- Exercise instructions: Please copy exactly every line from the one that contains "Labeling guideline: the blue passport" to the end of the data below, with both ends included and no other lines.

- Data extracts:
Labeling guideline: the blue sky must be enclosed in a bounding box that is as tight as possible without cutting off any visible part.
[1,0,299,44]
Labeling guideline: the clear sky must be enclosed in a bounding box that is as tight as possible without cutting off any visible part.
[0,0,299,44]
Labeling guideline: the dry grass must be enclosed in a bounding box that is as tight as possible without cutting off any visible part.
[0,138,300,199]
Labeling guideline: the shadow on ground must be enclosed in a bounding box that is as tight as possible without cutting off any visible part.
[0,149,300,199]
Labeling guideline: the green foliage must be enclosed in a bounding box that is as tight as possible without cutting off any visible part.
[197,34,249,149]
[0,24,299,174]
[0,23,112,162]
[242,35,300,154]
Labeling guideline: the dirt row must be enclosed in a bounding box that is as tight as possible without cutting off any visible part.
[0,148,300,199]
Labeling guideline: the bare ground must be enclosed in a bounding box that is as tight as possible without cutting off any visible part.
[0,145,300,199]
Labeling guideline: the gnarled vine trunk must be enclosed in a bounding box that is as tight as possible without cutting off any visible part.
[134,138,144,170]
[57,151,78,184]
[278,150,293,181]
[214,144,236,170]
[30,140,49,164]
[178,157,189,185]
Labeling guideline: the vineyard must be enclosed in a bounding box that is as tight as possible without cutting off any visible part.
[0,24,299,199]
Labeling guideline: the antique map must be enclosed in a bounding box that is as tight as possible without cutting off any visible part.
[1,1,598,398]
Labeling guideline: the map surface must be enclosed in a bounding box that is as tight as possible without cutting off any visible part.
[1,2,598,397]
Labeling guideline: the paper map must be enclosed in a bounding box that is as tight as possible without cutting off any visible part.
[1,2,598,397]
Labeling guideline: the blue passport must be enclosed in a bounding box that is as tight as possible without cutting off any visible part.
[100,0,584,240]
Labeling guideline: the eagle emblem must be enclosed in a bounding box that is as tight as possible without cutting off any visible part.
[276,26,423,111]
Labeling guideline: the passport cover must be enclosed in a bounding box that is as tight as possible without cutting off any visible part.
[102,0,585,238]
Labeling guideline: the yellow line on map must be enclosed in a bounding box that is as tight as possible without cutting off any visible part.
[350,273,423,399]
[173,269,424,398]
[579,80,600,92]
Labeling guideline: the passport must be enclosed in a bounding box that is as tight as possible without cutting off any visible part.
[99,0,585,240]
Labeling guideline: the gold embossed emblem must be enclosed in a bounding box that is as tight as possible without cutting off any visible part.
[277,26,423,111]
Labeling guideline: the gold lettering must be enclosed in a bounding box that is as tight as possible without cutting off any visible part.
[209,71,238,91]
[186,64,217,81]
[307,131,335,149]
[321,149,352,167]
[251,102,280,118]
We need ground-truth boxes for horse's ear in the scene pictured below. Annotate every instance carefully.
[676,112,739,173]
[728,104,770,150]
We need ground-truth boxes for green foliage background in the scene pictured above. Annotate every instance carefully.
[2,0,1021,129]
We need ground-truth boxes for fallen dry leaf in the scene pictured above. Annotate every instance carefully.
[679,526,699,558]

- Answer section:
Labeling guideline: the blue passport must be enclosed in a bounding box that is as tight as possible without cutting off any visible part.
[100,0,584,240]
Labeling guideline: the eagle emblem must be enclosed in a bounding box that is as tight as possible without cutting off any visible part.
[276,26,423,111]
Labeling guideline: the passport cover must be enclosed in a bounding box that is as tight as possible without cutting off any visible part.
[102,0,585,238]
Labeling guideline: the yellow line on map must be enclosed in a bounding box that is as tight as possible without cutting off any visible part.
[350,273,423,399]
[173,269,424,398]
[579,80,600,92]
Labeling guideline: the passport must be enclosed in a bounding box that is as tight as possible without cutting off any visible part.
[99,0,585,240]
Labeling guideline: the gold embossed emblem must be enclosed in a bounding box that is as tight as possible without cutting off any visible part.
[277,26,423,111]
Labeling guideline: the gold lettering must be enclosed in a bounding box that is as tight as possible without cutting off any visible part.
[209,71,238,91]
[186,64,217,81]
[307,131,335,149]
[321,149,352,167]
[251,102,280,118]
We need ground-truth boxes for horse's ear in the scene pictured below. Annotate every instance carefully.
[676,112,739,173]
[728,104,770,150]
We need ground-truth boxes for green foliage background in the scene pictured above. Annotate every instance carefully.
[2,0,1021,129]
We need ground-truth boxes for fallen dry leaf in the scene pictured above. Annotate every instance carefully.
[679,526,699,558]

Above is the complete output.